> [Metin Bölümü]:
◆ ◆ ◆
7. Hayvanların ahlak ve hukuk kuralları içindeki statüsü konusunda yapılan tartışmaların uzun bir geçmişi bulunmakla birlikte bu konuda tam bir uzlaşı sağlanamamıştır. Hayvanlara iyi davranmak gereği, herkesin üzerinde anlaştığı ahlak kurallarından biridir. Zira pek çok hayvan türünün hissetme yetisine sahip olduğu bilinmektedir. Hayvanların pek çok çıkarı olabilir ancak hissetme yetisine sahip oldukları sürece en azından acı ve ıstıraptan kaçınmanın çıkarlarına olduğunun kabul edilmesi gerekir. Bu düşünce normatif hayvan hakları hukukunun temelini oluşturan ve kökleri 19. yüzyıla dayanan “insanca muamele ilkesi“nde ifadesini bulur. Anılan ilke insanın çıkarlarının hayvanın çıkarlarına tercih edilebileceği ancak bunun sadece zorunlu hâllerde yapılabileceğine, dolayısıyla hayvanlara gereksiz yere acı çektirilmemesi gereğine işaret eder. Hayvanların ahlaki statüsünün niteliğine ilişkin tartışmalar her geçen gün daha da yoğunlaşmaktadır. Buna karşılık çağdaş demokrasilerde kabul edilen insanca muamele ilkesi sadece ahlaki değil aynı zamanda hukuki bir kuraldır. Nitekim hayvanları koruma kanunları hayvanlara gereksiz yere acı çektirilmesini yasaklamaktadır (Hint Aseel Hayvanları Koruma ve Geliştirme Derneği ve Hikmet Neğuç [1. B.], B. No: 2014/4711, 22/2/ 2017, § 48).
◆ ◆ ◆
[Etiketli bölge verilerinden alıntılar]
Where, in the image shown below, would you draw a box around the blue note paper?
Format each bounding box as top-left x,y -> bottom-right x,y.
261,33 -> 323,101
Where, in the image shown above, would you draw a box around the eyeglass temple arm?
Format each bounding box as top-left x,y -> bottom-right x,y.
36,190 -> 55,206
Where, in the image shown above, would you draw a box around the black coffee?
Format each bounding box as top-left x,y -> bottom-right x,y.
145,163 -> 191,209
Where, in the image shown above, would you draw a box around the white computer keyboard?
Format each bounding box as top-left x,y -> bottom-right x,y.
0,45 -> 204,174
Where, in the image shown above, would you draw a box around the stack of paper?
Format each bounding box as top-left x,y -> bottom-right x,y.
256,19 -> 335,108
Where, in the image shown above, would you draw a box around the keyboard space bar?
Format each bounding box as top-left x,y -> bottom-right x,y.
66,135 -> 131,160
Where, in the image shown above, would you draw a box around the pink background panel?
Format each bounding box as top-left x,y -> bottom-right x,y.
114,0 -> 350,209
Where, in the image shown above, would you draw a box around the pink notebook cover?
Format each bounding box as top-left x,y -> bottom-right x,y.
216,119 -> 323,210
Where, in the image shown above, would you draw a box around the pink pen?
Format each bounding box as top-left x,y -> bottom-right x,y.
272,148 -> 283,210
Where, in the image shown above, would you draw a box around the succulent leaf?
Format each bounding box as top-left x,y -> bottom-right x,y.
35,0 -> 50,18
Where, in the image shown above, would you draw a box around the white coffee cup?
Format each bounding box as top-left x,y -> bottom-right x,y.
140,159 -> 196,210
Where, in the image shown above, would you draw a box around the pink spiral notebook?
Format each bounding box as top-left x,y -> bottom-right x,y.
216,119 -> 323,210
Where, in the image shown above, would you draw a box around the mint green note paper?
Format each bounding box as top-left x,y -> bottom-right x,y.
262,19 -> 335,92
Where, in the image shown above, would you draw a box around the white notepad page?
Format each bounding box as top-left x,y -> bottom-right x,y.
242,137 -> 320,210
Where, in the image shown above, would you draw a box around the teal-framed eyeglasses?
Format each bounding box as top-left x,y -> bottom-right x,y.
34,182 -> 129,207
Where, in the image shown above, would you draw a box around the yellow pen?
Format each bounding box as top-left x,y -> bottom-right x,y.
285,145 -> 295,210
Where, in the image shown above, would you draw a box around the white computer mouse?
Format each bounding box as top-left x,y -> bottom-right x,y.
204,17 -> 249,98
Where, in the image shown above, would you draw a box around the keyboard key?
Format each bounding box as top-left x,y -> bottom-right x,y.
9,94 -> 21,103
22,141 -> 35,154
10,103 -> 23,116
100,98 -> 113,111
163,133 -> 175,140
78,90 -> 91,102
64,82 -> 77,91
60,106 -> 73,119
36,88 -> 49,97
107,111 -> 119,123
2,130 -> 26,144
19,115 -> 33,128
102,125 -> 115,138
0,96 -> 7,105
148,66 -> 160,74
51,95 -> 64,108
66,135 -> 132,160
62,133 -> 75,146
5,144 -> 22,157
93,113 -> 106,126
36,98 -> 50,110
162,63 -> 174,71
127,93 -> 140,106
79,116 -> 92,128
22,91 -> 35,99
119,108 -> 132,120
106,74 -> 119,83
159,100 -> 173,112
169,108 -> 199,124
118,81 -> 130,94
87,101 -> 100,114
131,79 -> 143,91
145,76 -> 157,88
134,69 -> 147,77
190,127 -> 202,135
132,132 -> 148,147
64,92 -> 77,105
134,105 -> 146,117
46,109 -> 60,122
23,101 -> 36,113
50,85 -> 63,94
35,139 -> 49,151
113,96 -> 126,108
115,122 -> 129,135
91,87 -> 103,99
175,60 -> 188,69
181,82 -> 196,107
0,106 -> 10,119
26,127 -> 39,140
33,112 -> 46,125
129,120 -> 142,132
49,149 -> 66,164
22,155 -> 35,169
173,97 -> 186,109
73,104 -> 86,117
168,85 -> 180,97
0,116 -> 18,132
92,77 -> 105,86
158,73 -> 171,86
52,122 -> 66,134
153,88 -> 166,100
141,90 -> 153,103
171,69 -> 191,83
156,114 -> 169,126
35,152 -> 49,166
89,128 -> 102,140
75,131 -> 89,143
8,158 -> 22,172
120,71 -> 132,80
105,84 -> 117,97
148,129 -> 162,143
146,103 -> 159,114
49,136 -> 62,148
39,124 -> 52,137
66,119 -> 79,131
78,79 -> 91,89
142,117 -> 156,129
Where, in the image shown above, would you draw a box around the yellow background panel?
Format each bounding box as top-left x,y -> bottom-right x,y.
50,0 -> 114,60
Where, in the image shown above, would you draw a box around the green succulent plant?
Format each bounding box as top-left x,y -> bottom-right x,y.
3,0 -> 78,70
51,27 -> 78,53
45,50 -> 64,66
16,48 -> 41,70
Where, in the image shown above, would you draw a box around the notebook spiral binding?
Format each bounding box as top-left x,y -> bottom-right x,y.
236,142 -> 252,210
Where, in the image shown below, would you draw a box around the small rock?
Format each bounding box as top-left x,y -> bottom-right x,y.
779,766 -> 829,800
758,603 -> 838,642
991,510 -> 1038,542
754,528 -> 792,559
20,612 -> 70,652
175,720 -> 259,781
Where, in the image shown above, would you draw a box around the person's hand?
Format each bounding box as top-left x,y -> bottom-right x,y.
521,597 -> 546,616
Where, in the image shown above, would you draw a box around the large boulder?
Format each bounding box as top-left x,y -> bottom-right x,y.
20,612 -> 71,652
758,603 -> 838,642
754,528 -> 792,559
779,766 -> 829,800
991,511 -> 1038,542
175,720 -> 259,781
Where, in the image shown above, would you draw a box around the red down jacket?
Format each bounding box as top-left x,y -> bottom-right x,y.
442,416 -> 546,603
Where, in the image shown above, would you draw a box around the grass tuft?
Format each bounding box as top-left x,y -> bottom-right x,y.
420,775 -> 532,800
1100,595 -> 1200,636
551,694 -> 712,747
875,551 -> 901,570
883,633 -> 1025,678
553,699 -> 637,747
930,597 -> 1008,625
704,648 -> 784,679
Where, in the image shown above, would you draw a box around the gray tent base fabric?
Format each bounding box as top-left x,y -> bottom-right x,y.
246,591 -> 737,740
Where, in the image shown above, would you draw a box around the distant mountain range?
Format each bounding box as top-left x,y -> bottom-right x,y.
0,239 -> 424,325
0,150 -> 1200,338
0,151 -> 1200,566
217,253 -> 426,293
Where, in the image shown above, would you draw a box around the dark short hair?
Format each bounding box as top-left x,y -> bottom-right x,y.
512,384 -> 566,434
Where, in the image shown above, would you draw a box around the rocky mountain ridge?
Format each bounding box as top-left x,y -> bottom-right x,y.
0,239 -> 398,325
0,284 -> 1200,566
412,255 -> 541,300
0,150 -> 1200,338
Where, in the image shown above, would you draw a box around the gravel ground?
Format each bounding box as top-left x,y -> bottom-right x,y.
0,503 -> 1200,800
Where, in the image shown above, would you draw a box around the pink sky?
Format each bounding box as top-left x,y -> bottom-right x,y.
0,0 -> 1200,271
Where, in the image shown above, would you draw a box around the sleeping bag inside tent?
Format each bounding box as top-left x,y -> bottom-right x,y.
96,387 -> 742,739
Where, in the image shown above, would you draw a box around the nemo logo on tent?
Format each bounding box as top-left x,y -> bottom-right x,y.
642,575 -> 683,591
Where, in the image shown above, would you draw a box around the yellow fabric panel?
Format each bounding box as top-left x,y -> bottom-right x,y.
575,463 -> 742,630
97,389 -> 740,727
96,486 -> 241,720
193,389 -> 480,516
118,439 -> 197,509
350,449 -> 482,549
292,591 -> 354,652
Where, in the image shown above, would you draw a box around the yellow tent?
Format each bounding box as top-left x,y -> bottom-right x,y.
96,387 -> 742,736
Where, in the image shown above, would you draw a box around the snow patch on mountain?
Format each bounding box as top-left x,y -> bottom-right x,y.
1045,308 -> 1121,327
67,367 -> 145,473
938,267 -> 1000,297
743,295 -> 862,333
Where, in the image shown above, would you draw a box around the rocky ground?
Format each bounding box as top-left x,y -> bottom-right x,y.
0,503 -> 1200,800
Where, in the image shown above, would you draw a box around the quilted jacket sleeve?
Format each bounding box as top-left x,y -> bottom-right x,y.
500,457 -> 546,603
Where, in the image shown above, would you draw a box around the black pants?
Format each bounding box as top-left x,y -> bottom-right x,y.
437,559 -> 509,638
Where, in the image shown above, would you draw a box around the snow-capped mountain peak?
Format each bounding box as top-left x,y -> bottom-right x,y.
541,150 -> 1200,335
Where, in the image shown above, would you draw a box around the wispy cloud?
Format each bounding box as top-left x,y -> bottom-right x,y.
◆ ◆ ◆
> [Tamamlanacak Alıştırmalar]:
1. Hayvanların statüsüne dair metinde "insanca muamele ilkesi" hakkında söylenen her şeyi madde madde sıralayın.
2. Hayvanların statüsüne dair metni, son cümlesinden sonra gelecek biçimde sürdürün.

> [Görevlere Göre Yanıtlar]:
1.
- Normatif hayvan hakları hukukunun temelini oluşturur.
- Kökleri 19. yüzyıla dayanır.
- İnsanın çıkarlarının hayvanın çıkarlarına tercih edilebileceğini ifade eder.
- Bu tercihin sadece zorunlu hâllerde yapılabileceğini belirtir.
- Hayvanlara gereksiz yere acı çektirilmemesi gereğine işaret eder.
- Çağdaş demokrasilerde kabul edilmektedir.
- Sadece ahlaki değil, aynı zamanda hukuki bir kuraldır.

2.
8. Hayvanların hukuki statüsü ise konunun tartışmalı başka bir boyutunu oluşturmakta olup bu konuda da farklı görüşler bulunmaktadır. Bu kapsamda hayvanları eşya ve kişi sayan görüşlerin yanında kişi benzeri kabul eden yaklaşım da mevcuttur. Uluslararası hukukta 15 Ekim 1978 tarihli Hayvan Hakları Evrensel Beyannamesi, 13 Aralık 1968 tarihli Uluslararası Taşımada Hayvanların Korunmasına ilişkin Avrupa Anlaşması, 10 Mart 1976 tarihli Tarımsal Hayvan İşletmelerindeki Hayvanların Korunmasına İlişkin Avrupa Anlaşması, 10 Mayıs 1979 tarihli Kesim Hayvanlarının Korunmasına İlişkin Avrupa Anlaşması ve 18 Kasım 1999 tarihli 125 No.lu Ev Hayvanlarının Korunmasına Dair Avrupa Sözleşmesi gibi hayvanların korunmasına ve onlara eziyet edilmesinin önlenmesine yönelik birtakım bildiri ve bölgesel anlaşmalar bulunmakla birlikte söz konusu belgelerde hayvanlar hak süjesi olarak tanımlanmamıştır. Karşılaştırmalı hukukta da hayvanlar genel olarak hak süjesi olarak kabul edilmemekle birlikte farklı yaklaşımların benimsendiği uygulamalar da bulunmaktadır.

9. Buna karşılık ulusal ve uluslararası ölçekte toplumsal, ahlaki ve vicdani açıdan hayvanların birer canlı olduğu gerçeği gözönünde bulundurularak yaşamlarının güvence altına alınması amacına yönelik çalışmalar yapılmıştır.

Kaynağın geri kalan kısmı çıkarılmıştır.